- **Given task A**: In the Liverpool post, how would you translate the sentence "After the season had finished I did the same thing from a defensive point of view." into Spanish?
- **Given task B**: Why does the Liverpool post ask "Sound familiar?" Answer in one to three sentences.

- **Text segment**:
Wooly Jumpers For Goalposts: 2015

Friday 3 April 2015

Liverpool: Formation change to form change

Back when I was still wet behind the ears when it came to all this football analytics malarkey (and perhaps I still am…), about this stage of Brendan Rodgers’ first season in charge I had a look at how some Liverpool’s attacking metrics had changed over the season. After the season had finished I did the same thing from a defensive point of view.

Overall, it was a season that started off pretty insipidly, with poor results on the back of sterile possession, very little creativity, poor shot conversion and an error strewn defence. Then pretty suddenly there was a change, and Liverpool very quickly became one of the best attacking teams in the league and even the defence started to show some solidity. Sound familiar?

I’m sure you all know that Liverpool switched to a 3421 formation in the first of their games against Manchester United this season, although you may not remember that it was Liverpool’s 16^th game of the season. Prior to that, Liverpool had a string of poor performances and disappointing results. Whilst Liverpool lost 3 goals to nil against United, and needed a very late equaliser against Arsenal in their next game, the performances were significantly better, and Liverpool went on a 13 game unbeaten run, which included 10 wins, finally losing in their last match, again against Manchester United.

- **Provided material**:
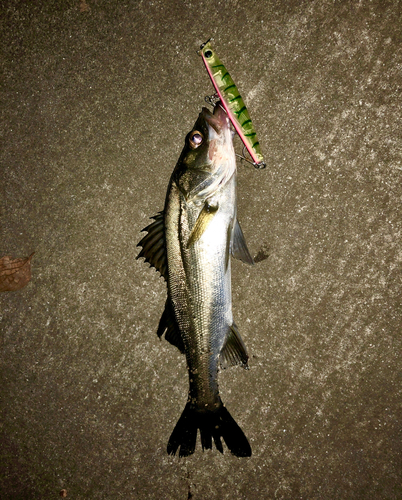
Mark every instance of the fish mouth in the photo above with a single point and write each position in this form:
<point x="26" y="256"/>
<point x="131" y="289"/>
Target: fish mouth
<point x="219" y="120"/>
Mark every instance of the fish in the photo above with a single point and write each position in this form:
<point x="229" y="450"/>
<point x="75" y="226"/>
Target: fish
<point x="191" y="243"/>
<point x="233" y="102"/>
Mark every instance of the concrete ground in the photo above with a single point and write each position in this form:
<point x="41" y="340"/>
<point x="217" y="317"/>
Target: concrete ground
<point x="97" y="98"/>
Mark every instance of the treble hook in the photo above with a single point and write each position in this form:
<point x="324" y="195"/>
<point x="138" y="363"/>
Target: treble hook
<point x="212" y="99"/>
<point x="256" y="165"/>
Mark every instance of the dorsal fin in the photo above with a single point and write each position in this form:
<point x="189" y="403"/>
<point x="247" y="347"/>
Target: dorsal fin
<point x="234" y="351"/>
<point x="168" y="324"/>
<point x="239" y="245"/>
<point x="154" y="245"/>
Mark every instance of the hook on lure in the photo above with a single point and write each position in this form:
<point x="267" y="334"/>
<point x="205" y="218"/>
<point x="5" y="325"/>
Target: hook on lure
<point x="243" y="157"/>
<point x="228" y="94"/>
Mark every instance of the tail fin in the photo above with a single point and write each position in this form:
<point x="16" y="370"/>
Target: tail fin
<point x="213" y="425"/>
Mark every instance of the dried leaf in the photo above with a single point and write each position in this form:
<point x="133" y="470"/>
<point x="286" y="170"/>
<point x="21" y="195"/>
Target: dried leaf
<point x="14" y="273"/>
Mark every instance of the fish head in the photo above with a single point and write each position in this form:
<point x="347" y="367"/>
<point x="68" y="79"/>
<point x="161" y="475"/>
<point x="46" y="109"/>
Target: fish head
<point x="208" y="160"/>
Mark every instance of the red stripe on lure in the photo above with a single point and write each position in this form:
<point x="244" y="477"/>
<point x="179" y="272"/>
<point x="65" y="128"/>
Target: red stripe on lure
<point x="232" y="102"/>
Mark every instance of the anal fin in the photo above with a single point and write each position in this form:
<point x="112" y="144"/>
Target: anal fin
<point x="234" y="351"/>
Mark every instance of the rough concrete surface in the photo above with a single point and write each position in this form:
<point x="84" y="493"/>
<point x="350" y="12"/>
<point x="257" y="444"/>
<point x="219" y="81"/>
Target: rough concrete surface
<point x="97" y="98"/>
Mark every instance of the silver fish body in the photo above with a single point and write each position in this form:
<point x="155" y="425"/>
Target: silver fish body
<point x="200" y="231"/>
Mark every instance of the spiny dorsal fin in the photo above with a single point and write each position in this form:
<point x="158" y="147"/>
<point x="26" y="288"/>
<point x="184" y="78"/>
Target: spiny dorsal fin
<point x="206" y="215"/>
<point x="239" y="245"/>
<point x="234" y="351"/>
<point x="168" y="324"/>
<point x="154" y="245"/>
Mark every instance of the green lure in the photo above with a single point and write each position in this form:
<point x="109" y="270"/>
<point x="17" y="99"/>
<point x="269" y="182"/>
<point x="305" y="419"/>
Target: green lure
<point x="232" y="102"/>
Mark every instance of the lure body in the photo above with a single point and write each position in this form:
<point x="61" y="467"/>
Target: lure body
<point x="232" y="102"/>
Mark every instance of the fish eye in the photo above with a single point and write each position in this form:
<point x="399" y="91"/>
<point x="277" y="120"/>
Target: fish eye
<point x="196" y="139"/>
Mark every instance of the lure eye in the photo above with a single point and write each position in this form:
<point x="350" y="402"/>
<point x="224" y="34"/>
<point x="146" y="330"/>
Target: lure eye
<point x="196" y="139"/>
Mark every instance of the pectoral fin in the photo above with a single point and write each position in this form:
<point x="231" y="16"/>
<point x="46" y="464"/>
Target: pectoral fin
<point x="168" y="324"/>
<point x="234" y="351"/>
<point x="239" y="245"/>
<point x="204" y="218"/>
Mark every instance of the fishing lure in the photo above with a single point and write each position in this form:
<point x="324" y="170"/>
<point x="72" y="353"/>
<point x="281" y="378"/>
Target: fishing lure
<point x="232" y="102"/>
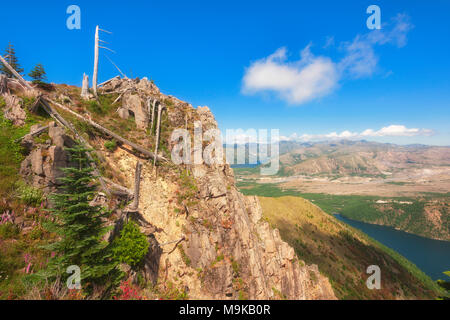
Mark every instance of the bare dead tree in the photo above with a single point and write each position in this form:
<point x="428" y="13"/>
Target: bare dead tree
<point x="158" y="131"/>
<point x="96" y="47"/>
<point x="137" y="185"/>
<point x="3" y="84"/>
<point x="85" y="87"/>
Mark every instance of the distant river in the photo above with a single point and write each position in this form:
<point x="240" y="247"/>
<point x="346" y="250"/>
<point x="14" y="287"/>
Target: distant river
<point x="431" y="256"/>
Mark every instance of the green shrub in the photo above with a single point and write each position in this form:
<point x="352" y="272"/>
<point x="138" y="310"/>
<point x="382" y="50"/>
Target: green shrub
<point x="9" y="231"/>
<point x="29" y="195"/>
<point x="132" y="245"/>
<point x="111" y="145"/>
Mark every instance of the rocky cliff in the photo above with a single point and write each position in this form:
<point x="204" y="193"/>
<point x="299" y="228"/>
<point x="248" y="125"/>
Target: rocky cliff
<point x="206" y="238"/>
<point x="228" y="251"/>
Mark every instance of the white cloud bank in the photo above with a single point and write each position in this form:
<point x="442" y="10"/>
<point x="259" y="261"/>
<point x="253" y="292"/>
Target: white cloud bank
<point x="311" y="77"/>
<point x="389" y="131"/>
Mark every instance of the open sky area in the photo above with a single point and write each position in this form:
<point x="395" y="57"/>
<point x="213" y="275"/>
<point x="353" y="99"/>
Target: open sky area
<point x="312" y="69"/>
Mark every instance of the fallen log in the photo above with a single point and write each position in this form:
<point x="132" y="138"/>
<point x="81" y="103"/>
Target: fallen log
<point x="122" y="190"/>
<point x="32" y="134"/>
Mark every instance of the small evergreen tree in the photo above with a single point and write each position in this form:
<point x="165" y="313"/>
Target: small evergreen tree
<point x="38" y="74"/>
<point x="80" y="228"/>
<point x="132" y="245"/>
<point x="11" y="58"/>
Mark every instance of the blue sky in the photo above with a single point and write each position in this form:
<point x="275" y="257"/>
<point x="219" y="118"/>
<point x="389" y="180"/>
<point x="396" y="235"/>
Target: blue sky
<point x="309" y="69"/>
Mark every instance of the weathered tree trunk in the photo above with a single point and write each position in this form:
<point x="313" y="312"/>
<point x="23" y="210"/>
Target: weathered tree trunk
<point x="137" y="185"/>
<point x="85" y="88"/>
<point x="108" y="81"/>
<point x="94" y="77"/>
<point x="3" y="84"/>
<point x="154" y="103"/>
<point x="113" y="135"/>
<point x="14" y="72"/>
<point x="158" y="131"/>
<point x="32" y="134"/>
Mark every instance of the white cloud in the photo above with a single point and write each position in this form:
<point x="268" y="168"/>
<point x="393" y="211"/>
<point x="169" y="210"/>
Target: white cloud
<point x="296" y="82"/>
<point x="389" y="131"/>
<point x="311" y="76"/>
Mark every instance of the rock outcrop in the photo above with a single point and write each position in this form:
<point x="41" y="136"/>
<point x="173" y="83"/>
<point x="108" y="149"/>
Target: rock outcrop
<point x="42" y="167"/>
<point x="13" y="110"/>
<point x="219" y="246"/>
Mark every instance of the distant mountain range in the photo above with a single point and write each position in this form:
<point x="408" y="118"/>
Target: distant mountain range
<point x="347" y="157"/>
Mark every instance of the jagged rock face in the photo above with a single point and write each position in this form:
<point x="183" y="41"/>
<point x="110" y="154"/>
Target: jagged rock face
<point x="42" y="167"/>
<point x="228" y="251"/>
<point x="256" y="262"/>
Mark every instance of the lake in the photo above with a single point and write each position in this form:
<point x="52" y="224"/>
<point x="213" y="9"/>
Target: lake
<point x="431" y="256"/>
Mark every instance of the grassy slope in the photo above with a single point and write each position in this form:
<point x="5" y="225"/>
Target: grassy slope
<point x="18" y="250"/>
<point x="343" y="253"/>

- **Exercise output A**: Una vez terminada la temporada, hice lo mismo desde un punto de vista defensivo.

- **Exercise output B**: This season repeats the pattern of Brendan Rodgers' first season, which started insipidly with poor results before a sudden improvement. This time Liverpool had a string of poor performances, then switched to a 3421 formation in their 16th game and went on a 13-game unbeaten run.